— START OF Material provided —

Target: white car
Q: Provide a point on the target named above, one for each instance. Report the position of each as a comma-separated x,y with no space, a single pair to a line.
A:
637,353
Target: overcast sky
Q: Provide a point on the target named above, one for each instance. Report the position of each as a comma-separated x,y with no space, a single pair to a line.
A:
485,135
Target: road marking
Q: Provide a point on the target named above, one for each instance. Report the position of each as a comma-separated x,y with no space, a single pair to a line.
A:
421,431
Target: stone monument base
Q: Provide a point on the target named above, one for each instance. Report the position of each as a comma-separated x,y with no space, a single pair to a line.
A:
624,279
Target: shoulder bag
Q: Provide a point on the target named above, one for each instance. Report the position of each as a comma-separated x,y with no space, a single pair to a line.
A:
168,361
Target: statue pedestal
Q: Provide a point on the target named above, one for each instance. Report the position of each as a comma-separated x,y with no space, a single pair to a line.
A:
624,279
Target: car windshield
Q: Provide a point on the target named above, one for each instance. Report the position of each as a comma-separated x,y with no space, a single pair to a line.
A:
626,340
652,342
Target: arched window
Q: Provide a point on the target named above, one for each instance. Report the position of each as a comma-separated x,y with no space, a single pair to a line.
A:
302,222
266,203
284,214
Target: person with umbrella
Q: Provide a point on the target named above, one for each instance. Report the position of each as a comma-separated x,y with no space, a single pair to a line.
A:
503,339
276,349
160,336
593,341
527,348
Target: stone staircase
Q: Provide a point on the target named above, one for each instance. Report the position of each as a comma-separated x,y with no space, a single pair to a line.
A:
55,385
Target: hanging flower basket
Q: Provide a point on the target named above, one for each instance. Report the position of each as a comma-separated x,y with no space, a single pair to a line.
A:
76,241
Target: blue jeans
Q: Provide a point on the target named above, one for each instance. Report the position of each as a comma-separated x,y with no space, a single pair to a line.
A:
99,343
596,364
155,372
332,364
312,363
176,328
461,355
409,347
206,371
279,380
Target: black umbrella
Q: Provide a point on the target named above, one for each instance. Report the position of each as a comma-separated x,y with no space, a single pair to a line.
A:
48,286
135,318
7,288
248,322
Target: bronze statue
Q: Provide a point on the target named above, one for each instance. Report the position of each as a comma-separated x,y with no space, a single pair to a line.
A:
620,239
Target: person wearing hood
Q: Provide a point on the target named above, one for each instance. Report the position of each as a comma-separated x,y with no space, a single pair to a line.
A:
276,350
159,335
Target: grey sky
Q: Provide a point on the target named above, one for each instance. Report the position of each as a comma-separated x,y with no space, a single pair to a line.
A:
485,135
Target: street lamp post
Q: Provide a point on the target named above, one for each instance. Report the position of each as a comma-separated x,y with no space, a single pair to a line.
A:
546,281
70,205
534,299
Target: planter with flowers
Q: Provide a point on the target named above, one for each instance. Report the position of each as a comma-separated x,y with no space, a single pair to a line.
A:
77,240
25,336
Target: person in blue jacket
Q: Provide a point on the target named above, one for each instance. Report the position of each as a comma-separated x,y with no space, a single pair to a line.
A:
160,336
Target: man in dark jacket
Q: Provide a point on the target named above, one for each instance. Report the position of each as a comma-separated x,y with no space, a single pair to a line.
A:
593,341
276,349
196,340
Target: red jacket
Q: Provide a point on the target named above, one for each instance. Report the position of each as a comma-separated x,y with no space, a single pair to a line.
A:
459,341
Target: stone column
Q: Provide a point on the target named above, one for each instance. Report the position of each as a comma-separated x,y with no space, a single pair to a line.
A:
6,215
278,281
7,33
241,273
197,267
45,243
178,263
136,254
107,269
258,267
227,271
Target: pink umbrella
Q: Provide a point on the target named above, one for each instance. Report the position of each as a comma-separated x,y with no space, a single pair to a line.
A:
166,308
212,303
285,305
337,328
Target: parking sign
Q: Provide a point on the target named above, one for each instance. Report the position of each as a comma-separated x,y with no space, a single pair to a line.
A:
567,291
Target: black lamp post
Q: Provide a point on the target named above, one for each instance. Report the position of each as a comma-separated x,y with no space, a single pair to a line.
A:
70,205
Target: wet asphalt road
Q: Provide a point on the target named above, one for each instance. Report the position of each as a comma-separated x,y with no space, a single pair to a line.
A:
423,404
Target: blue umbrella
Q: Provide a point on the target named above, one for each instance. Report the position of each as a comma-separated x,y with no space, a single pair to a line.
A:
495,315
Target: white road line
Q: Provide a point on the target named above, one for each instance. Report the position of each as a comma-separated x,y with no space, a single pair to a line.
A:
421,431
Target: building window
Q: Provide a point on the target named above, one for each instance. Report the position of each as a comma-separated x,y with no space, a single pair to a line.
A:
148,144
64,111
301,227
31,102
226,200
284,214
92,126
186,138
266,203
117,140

— END OF Material provided —

What is required:
Extract the complete listing above, reproducing each line exactly.

Task solution:
Target: white car
Q: Provide a point on the target named above, one for each instance. Report the position of each as a comma-separated x,y with no space, a single pair to a line.
A:
637,353
Target: overcast sky
Q: Provide a point on the target named above, one for each instance. Report the position of each as a comma-separated x,y with no space, a single pair to a line.
A:
485,135
Target: road marking
Q: Provide a point on the target named above, one for each instance. Report the position of each as a comma-separated x,y with no space, a single pair to a line.
A:
421,431
Target: stone monument base
Q: Provide a point on the target named above, one for each instance. Report the position of each as a comma-separated x,y with no space, a single pair to a line.
A:
624,279
Target: shoulder bag
Q: Provide a point on the target named above, one for each instance. Report the position of each as a comma-separated x,y with no space, a single pair to a line.
A:
168,361
Target: statue pedestal
Q: Provide a point on the target named above, one for each instance. Report the position of each as a comma-separated x,y with no space, a single pair to a line.
A:
624,279
Target: car windshield
Q: Provide a point on the target named above, one for each instance. Report the position of each as a comma-separated x,y with no space, a single pair to a line.
A:
626,340
652,342
Target: arched window
Q: Provide a point on the target named above, one for each instance. Report the position of each as a comma-separated x,y with no space, a single pair to a line.
A:
302,222
266,203
284,214
Target: person with umbrella
Q: Provide a point on the target named above, one for each instance. Report the position of each as a comma-separated x,y with no space, a single pair to a line.
A:
503,339
276,349
160,336
593,341
527,348
Target: stone staircase
Q: Provide a point on the target named above, one for each instance. Report the position of each as a comma-separated x,y with no space, a single pair to a line.
A:
55,385
Target: hanging flower basket
Q: Provide a point on the target named above, one for each instance. Report the position of each as a comma-separated x,y with no space, a single pair to a line.
A:
76,241
Target: blue jeans
Q: Provide a point on the target named above, one for each instance. Report the position of each as a comma-separated x,y with no space, a single pair to a line.
A:
99,343
596,364
155,372
332,364
312,363
176,328
461,355
409,347
206,371
279,380
Target: black umbrella
Q: Provide a point on the target named above, one for each instance. Report the position of each as a comma-separated x,y with no space, a single pair to a line.
A:
48,286
135,318
7,288
248,322
Target: bronze statue
Q: Provide a point on the target named above, one for each instance. Report the position of each as a comma-separated x,y with no space, a single pair to a line.
A:
620,239
Target: person wearing hood
Q: Provide a point on the target named above, one for each instance. Report the position of each as a comma-separated x,y with no space, a single pair to a line.
A:
276,350
159,335
Target: grey sky
Q: Provide a point on the target named above, one for each instance. Report the position of each as a comma-separated x,y with no space, a single pair to a line.
A:
485,135
Target: street lamp post
Q: Provide a point on the target named above, one for each instance. Report the position of each as a comma-separated x,y with no space, a single pair to a line.
A:
546,281
70,205
534,299
Target: planter with flowers
Q: Provide a point on the target named above, one for each instance. Report the position of each as a comma-separated x,y with no space, a single pair to a line.
A:
77,240
25,336
Target: person in blue jacket
Q: Provide a point on the target named above, one for each instance. Report the position of each as a comma-separated x,y with no space, a single pair to a line.
A:
160,336
Target: man in dark jacket
Q: Provide a point on the target named above, one for each instance. Report the position of each as a comma-separated x,y with no space, a single pair to a line.
A:
593,341
276,349
196,340
Target: red jacket
Q: Provide a point on the target named above, one for each instance. Report the position of each as a comma-separated x,y with no space, a single pair to a line.
A:
459,341
Target: stone column
Q: Provide a point on the target named above, one for each instance. Report the position of each as a comma-separated x,y with no space, a single pair to a line.
A:
6,215
278,281
7,33
241,273
197,267
45,243
178,263
136,254
107,269
258,267
227,271
Target: pink umbrella
Q: Provide a point on the target named above, one for each instance. Report the position of each as a comma-separated x,y with no space, a single pair to a line.
A:
166,308
212,303
285,305
337,328
Target: parking sign
Q: Provide a point on the target named above, one for each instance. Report the position of each as a comma-separated x,y with no space, a single pair to a line.
A:
567,291
Target: black lamp post
Q: Provide a point on the target named above, one for each instance. Report the position of each as a comma-separated x,y with no space, a single pair to a line.
A:
70,205
Target: wet asphalt road
Q: Provide a point on the target named above, one for each instance. Report the position of each as a comma-separated x,y with no space, a single pair to a line.
A:
423,404
Target: blue umbrella
Q: Provide a point on the target named above, one for each instance. Report the position of each as a comma-separated x,y with no space, a single pair to a line.
A:
495,315
Target: white road line
Q: Provide a point on the target named above, one for each instance. Report the position of each as a comma-separated x,y with no space, a single pair to a line.
A:
421,431
Target: building window
Q: Provide a point on the target named above, one for each instance. Report the position of each as a comma-separated x,y with no space, a single pair to a line.
A:
148,144
64,111
301,227
31,102
226,200
284,214
92,126
186,138
266,203
117,140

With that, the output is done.